▸ РАЗДЕЛ ДОКУМЕНТА:
---
Уже в первый, «гоголевский период» своего творчества Достоевский изображает не «бедного чиновника», но самосознание бедного чиновника (Девушкин, Голядкин, даже Прохарчин). То, что было дано в кругозоре Гоголя как совокупность объективных черт, слагающихся в твёрдый социально-характерологический облик героя, вводится Достоевским в кругозор самого героя и здесь становится предметом его мучительного самосознания; даже самую наружность «бедного чиновника», которую изображал Гоголь, Достоевский заставляет самого героя созерцать в зеркале. [57] Но благодаря этому все твёрдые черты героя, оставаясь содержательно теми же самыми, переведённые из одного плана изображения в другой, приобретают совершенно иное художественное значение: они уже не могут завершить и закрыть героя, построить его цельный образ, дать художественный ответ на вопрос «кто он?». Мы видим не кто он есть, а как он осознаёт себя, наше художественное видение оказывается уже не перед действительностью героя, а перед чистой функцией осознания им этой действительности. Так гоголевский герой становится героем Достоевского. [58]
Можно было бы дать такую несколько упрощённую формулу того переворота, который, произвёл молодой Достоевский в гоголевском мире: он перенёс автора и рассказчика со всею совокупностью их точек зрения и даваемых ими описаний, характеристик и определений героя в кругозор самого героя, и этим завершённую целостную действительность его он превратил в материал его самосознания. Недаром Достоевский заставляет Макара Девушкина читать гоголевскую «Шинель» и воспринимать её как повесть о себе самом, как «пашквиль» на себя; этим он буквально вводит автора в кругозор героя.
Достоевский произвёл как бы в маленьком масштабе коперниковский переворот, сделав моментом самоопределения героя то, что было твёрдым и завершающим авторским определением. Гоголевский мир, мир «Шинели», «Носа», «Невского проспекта», «Записок сумасшедшего», содержательно остался тем же в первых произведениях Достоевского — в «Бедных людях» и в «Двойнике». Но распределение этого содержательно одинакового материала между структурными элементами произведения здесь совершенно иное. То, что выполнял автор, выполняет теперь герой, освещая себя сам со всех возможных точек зрения; автор же освещает уже не действительность героя, а его самосознание, как действительность второго порядка. Доминанта всего художественного видения и построения переместилась, и весь мир стал выглядеть по-новому, между тем как существенно нового, негоголевского, материала почти не было привнесено Достоевским. [59]
Не только действительность самого героя, но и окружающий его внешний мир и быт вовлекаются в процесс самосознания, переводятся из авторского кругозора в кругозор героя. Они уже не лежат в одной плоскости с героем, рядом с ним и вне его в едином авторском мире, а потому они и не могут быть определяющими героя каузальными и генетическими факторами, не могут нести в произведении объясняющей функции. Рядом с самосознанием героя, вобравшим в себя весь предметный мир, в той же плоскости может быть лишь другое сознание, рядом с его кругозором — другой кругозор, рядом с его точкой зрения на мир — другая точка зрения на мир. Всепоглощающему сознанию героя автор может противопоставить лишь один объективный мир — мир других равноправных с ним сознаний.
---
▸ ФРАГМЕНТ НАБОРА ДАННЫХ:
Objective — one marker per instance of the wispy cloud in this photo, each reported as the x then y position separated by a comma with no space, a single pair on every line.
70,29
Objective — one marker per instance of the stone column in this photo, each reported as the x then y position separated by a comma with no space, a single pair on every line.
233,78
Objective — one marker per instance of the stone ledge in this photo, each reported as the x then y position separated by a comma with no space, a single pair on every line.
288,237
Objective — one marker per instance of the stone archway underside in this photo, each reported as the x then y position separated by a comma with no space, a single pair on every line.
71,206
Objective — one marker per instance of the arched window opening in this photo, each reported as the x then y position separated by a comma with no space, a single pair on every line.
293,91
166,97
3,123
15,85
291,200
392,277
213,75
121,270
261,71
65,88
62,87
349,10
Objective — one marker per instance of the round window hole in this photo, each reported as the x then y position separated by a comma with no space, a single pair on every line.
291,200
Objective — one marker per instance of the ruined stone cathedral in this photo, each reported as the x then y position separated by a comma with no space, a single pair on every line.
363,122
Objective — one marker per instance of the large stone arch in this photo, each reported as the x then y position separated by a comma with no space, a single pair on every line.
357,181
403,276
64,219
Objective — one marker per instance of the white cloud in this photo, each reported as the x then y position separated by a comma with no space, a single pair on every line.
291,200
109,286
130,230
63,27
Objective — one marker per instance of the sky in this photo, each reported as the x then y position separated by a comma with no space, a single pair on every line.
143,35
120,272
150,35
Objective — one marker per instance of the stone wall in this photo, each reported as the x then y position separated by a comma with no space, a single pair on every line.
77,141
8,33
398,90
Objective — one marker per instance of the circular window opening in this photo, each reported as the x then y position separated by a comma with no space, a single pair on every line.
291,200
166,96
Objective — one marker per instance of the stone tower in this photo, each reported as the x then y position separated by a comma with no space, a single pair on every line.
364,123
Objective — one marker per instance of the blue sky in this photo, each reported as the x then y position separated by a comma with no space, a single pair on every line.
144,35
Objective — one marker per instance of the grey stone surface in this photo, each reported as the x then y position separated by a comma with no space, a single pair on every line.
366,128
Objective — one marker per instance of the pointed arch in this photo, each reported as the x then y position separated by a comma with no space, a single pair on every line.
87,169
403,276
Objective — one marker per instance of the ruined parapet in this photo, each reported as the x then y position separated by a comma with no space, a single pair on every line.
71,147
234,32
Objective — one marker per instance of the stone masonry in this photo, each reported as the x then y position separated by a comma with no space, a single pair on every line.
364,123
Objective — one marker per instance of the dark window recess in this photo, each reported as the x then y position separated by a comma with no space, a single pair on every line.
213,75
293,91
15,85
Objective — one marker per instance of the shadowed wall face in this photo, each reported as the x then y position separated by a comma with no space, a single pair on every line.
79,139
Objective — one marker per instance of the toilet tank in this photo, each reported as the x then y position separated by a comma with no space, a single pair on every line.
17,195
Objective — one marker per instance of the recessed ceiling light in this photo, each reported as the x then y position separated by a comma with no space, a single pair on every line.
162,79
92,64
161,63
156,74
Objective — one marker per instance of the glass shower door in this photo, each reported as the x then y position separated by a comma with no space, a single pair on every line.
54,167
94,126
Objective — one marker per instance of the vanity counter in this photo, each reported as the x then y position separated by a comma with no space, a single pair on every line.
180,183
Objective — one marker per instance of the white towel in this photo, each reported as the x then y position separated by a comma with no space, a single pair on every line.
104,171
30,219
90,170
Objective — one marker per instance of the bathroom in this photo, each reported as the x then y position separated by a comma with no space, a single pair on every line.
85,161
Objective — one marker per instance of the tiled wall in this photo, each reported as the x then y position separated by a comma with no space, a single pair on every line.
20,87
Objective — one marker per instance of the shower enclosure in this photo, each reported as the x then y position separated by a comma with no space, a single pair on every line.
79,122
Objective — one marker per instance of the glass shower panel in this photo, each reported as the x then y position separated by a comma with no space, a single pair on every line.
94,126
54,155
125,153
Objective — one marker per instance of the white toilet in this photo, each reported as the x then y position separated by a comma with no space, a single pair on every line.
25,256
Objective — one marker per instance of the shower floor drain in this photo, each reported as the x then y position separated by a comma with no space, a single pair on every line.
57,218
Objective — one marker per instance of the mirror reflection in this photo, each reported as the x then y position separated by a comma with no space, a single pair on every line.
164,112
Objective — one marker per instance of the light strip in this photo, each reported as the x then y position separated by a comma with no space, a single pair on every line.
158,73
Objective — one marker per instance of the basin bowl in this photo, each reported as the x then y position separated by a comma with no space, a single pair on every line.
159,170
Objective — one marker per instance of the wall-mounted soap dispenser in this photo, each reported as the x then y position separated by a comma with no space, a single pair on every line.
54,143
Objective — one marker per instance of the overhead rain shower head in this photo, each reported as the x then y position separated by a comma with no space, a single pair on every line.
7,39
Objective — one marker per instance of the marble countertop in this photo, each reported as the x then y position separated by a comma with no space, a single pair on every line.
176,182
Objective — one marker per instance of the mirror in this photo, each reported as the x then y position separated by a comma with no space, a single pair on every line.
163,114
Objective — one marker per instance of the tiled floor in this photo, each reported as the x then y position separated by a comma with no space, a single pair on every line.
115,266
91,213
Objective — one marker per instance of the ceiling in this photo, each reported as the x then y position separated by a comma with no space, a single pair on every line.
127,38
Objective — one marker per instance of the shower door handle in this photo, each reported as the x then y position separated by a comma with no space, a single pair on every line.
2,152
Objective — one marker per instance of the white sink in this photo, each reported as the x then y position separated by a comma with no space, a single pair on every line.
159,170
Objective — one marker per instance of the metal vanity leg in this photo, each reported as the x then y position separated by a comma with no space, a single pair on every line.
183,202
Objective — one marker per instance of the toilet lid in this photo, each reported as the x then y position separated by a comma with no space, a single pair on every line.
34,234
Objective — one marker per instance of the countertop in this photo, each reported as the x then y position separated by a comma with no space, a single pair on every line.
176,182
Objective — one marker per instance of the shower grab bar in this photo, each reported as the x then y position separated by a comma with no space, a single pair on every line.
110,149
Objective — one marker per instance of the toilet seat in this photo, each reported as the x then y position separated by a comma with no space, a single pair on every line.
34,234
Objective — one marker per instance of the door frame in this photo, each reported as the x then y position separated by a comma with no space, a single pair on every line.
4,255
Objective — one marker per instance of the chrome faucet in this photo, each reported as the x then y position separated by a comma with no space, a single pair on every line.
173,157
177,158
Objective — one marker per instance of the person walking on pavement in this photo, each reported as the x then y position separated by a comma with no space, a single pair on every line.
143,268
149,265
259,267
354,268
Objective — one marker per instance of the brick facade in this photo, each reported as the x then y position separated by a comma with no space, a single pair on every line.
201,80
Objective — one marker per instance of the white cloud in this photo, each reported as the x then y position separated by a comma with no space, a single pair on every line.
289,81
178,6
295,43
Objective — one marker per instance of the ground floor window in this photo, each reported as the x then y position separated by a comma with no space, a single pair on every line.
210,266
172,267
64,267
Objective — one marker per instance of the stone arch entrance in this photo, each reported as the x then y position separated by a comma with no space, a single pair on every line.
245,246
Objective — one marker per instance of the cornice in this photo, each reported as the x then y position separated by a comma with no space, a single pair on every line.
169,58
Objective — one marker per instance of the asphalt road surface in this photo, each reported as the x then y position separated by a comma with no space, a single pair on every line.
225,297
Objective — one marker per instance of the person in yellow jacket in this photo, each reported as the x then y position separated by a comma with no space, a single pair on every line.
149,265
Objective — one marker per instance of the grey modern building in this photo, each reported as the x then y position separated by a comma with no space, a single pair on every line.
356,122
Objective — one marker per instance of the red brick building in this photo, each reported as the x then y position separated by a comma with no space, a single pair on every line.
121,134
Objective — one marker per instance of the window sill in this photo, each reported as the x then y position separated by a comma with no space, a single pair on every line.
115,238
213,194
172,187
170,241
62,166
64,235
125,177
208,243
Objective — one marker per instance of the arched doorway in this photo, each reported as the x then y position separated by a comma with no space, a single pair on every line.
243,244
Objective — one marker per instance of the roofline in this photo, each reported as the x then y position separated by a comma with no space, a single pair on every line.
---
▸ ЗАДАНИЯ:
a. Ответьте на вопросы по тексту о Достоевском и Гоголе, отмечая ответы так же, как вопросы.
(i) Какую повесть Гоголя Достоевский заставляет читать Макара Девушкина?
(ii) В каких первых произведениях Достоевского гоголевский мир содержательно остался тем же?
(iii) Что Достоевский заставляет самого героя созерцать в зеркале?
b. Продолжите текст о Достоевском и Гоголе, начиная сразу после его последнего предложения.

▸ ОТВЕТЫ К ЗАДАНИЯМ:
a.
(i) «Шинель».
(ii) В «Бедных людях» и в «Двойнике».
(iii) Самую наружность «бедного чиновника», которую изображал Гоголь.

b.
Нельзя истолковывать самосознание героя в социально-характерологическом плане и видеть в нём лишь новую черту героя, усматривать, например, в Девушкине или Голядкине гоголевского героя плюс самосознание. Так именно и воспринял Девушкина Белинский. Он приводит место с зеркалом и оторвавшейся пуговицей, которое его поразило, но он не улавливает его художественно-формального значения: самосознание для него лишь обогащает образ «бедного человека» в гуманном направлении, укладываясь рядом с другими чертами в твёрдом образе героя, построенном в обычном авторском кругозоре. Может быть, это и помешало Белинскому правильно оценить «Двойника».
Самосознание, как художественная доминанта построения героя, не может лечь рядом с другими чертами его образа, оно вбирает эти черты в себя как свой материал и лишает их всякой определяющей и завершающей героя силы.
57
Девушкин, идя к генералу, видит себя в зеркале: «Оторопел так, что и губы трясутся и ноги трясутся. Да и было отчего, маточка. Во-первых, совестно; я взглянул направо в зеркало, так просто было отчего с ума сойти от того, что я там увидел… Его превосходительство тотчас обратили внимание на фигуру мою и на мой костюм. Я вспомнил, что я видел в зеркале: я бросился ловить пуговку!» (Ф.М.Достоевский, Собр. соч. в десяти томах, т. 1, Гослитиздат, М., 1956–1958, стр. 188. Цитаты из художественных произведений Достоевского, за исключением специально оговорённых случаев, приводятся в дальнейшем по этому изданию с указанием в тексте тома и страницы.)
Девушкин видит в зеркале то, что изображал Гоголь, описывая наружность и вицмундир Акакия Акакиевича, но что сам Акакий Акакиевич не видел и не осознавал; функцию зеркала выполняет и постоянная мучительная рефлексия героев над своей наружностью, а для Голядкина — его двойник.
58
Достоевский неоднократно даёт внешние портреты своих героев и от автора, и от рассказчика или через других действующих лиц. Но эти внешние портреты но несут у него завершающей героя функции, не создают твёрдого и предопределяющего образа. Функции той или иной черты героя не зависят, конечно, только от элементарных художественных методов раскрытия этой черты (путём самохарактеристики героя, от автора, косвенным путём и т. п.).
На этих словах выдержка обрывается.